Reading passage
##############################

• The Trump administration's proposed homeless shelter rule spells out ho

    From Deplorable Redneck@21:1/5 to All on Wed May 19 23:17:08 2021
    XPost: la.general, talk.politics.mideast, alt.journalism.newspapers
    XPost: atl.general

    I'm perfectly fine with that. Fuck off, Vox.

    A proposed Housing and Urban Development rule would allow
    federally funded homeless shelters to judge a person’s physical characteristics, such as height and facial hair, in determining
    whether they belong in a women’s or men’s shelter, according to
    a copy of the rule’s text obtained by Vox. Advocates say this
    ultimately targets both trans women and cisgender women with
    masculine features, which could force them into men’s shelters
    and put them at risk for harm.

    The proposed rule, first announced by HUD in a press release
    issued on July 1, would essentially reverse the Obama-era rule
    that required homeless shelters to house trans people according
    to their gender identity. While the new rule would bar shelters
    from excluding people based on their transgender status, it
    would also allow shelters to ignore a person’s gender identity —
    and instead house them according to their assigned sex at birth
    or their legal sex. In other words, a trans woman can’t be
    turned away from a shelter for being trans, but she can be
    forced to go to a men’s shelter.

##############################

Provided data
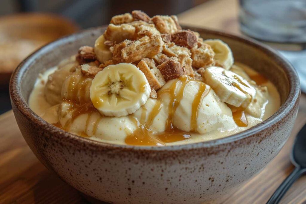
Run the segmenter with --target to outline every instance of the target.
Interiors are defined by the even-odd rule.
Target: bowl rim
[[[297,74],[292,65],[285,59],[281,57],[277,51],[257,41],[244,37],[238,36],[222,32],[190,26],[185,26],[185,29],[189,29],[195,31],[215,35],[222,37],[229,38],[238,40],[243,43],[255,47],[264,52],[270,57],[273,59],[280,65],[287,77],[289,85],[289,93],[283,104],[272,115],[267,119],[251,128],[242,132],[221,138],[207,141],[181,145],[165,146],[138,146],[121,145],[108,143],[82,137],[72,133],[64,131],[48,123],[39,116],[30,108],[21,94],[20,83],[23,73],[28,70],[31,63],[39,58],[42,54],[48,52],[52,48],[62,44],[66,43],[76,38],[82,37],[84,34],[92,33],[102,29],[105,26],[91,28],[64,36],[36,50],[23,61],[13,72],[9,83],[9,93],[13,106],[22,115],[32,122],[36,123],[42,128],[47,128],[48,131],[57,133],[61,137],[68,138],[76,140],[83,145],[88,145],[92,147],[106,148],[109,149],[120,149],[138,151],[149,151],[159,152],[164,151],[176,151],[182,150],[210,148],[214,146],[230,143],[250,136],[255,134],[268,128],[282,120],[295,107],[298,102],[300,93],[301,87]]]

##############################

Objective A
List every newsgroup named in the crosspost lines of the post about the homeless shelter rule above.
Objective B
According to the post about the homeless shelter rule, on what date did HUD issue the press release that first announced the proposed rule?

Response A
la.general
talk.politics.mideast
alt.journalism.newspapers
atl.general

Response B
July 1